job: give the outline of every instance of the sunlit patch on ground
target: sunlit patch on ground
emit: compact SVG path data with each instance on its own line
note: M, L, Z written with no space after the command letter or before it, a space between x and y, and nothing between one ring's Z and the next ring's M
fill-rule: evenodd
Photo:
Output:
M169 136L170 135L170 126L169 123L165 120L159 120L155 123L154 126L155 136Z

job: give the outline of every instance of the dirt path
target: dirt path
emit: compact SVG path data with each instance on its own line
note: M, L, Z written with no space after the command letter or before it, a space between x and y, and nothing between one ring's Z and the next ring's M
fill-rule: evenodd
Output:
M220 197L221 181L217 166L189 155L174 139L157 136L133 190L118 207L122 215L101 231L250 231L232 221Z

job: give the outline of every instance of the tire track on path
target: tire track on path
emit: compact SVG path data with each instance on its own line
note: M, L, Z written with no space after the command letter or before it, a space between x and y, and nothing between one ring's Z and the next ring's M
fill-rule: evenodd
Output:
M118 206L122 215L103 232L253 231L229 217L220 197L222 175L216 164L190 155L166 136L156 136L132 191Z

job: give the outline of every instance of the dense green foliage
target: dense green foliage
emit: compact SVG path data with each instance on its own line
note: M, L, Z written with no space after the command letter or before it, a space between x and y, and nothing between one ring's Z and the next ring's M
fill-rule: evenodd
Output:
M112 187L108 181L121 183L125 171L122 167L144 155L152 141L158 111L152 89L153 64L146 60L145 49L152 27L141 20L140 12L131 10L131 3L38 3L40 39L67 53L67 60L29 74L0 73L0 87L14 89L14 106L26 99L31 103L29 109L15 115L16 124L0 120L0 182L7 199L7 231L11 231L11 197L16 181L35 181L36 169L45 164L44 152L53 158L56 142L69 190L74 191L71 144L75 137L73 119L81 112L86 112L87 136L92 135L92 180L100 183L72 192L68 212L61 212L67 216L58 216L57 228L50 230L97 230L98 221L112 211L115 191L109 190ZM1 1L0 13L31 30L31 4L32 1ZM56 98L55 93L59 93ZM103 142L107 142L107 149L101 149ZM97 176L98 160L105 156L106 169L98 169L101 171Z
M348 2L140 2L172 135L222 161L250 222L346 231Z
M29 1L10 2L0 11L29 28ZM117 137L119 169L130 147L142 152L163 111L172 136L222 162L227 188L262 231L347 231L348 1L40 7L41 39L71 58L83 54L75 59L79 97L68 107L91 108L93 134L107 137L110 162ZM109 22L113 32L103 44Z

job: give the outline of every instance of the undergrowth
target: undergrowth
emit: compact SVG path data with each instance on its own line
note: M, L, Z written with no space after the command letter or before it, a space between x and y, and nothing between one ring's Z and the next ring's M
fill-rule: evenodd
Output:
○ ○ ○ ○ ○
### INSTRUCTIONS FOR THE TASK
Copy all of the lines above word for word, keeping every character unchanged.

### TASK SOLUTION
job: give the outline of every instance of the sunlit patch on ground
target: sunlit patch on ground
emit: compact SVG path data with each instance on its own line
note: M, L, Z written with no space after the command letter or before it, a space between x and y, and nothing between one ring's Z and the next ring's M
fill-rule: evenodd
Photo:
Output:
M169 136L170 135L170 126L169 123L165 120L159 120L155 123L154 126L155 136Z

job: give the outline of every instance of the dirt path
target: dirt path
emit: compact SVG path data with each instance on its own line
note: M, L, Z written with no space after the command letter or before it, a space between x and y, and nothing between one ring's Z and the next ring's M
fill-rule: evenodd
Output:
M220 197L221 181L217 166L189 155L174 139L157 136L133 190L118 207L122 215L101 231L250 231L232 221Z

job: give the outline of every instance of the tire track on path
target: tire track on path
emit: compact SVG path data with each instance on its own line
note: M, L, Z written with no space after the command letter or before it, a space between x and y, and nothing between one ring's Z and the next ring's M
fill-rule: evenodd
Output:
M118 206L122 215L103 232L253 231L229 217L220 197L222 175L216 164L190 155L166 136L156 136L132 191Z

job: give the outline of every instance of the dense green foliage
target: dense green foliage
emit: compact SVG path data with each instance on its own line
note: M, L, Z written with no space after the command letter or before it, a space between x and y, and nothing between one ring's Z and the next ring's M
fill-rule: evenodd
Output:
M112 187L108 181L121 183L125 171L122 167L144 155L152 141L158 111L152 89L153 64L146 60L145 49L152 27L141 20L140 12L131 10L131 3L38 3L40 39L67 53L67 60L29 74L0 73L0 87L14 89L14 106L26 99L31 103L29 109L15 115L16 124L0 120L0 182L7 199L7 231L11 231L11 197L16 181L35 181L36 169L45 164L44 152L53 158L56 142L69 190L74 191L71 144L75 137L73 119L81 112L86 112L87 136L92 135L92 180L100 183L72 192L68 212L61 212L67 216L58 216L57 228L50 230L97 230L98 221L112 211L115 191L109 190ZM1 1L0 13L31 30L31 4L32 1ZM56 98L55 93L59 93ZM103 142L107 142L107 149L101 149ZM97 176L98 160L105 156L106 169L98 169L101 171Z
M348 2L140 2L172 135L222 161L250 222L346 231Z
M29 1L10 2L0 11L29 28ZM117 137L119 169L130 147L142 152L163 111L172 136L222 162L227 188L262 231L347 231L348 1L40 7L41 39L71 58L83 54L75 59L79 97L68 107L91 108L93 134L107 137L110 162ZM109 22L113 32L103 44Z

job: give the outline of every instance of the undergrowth
target: undergrowth
emit: compact SVG path data with each instance on its own line
note: M, L, Z written with no space after the command letter or before it, a space between x and y, and nothing between one ring's Z and the next ring's M
fill-rule: evenodd
Output:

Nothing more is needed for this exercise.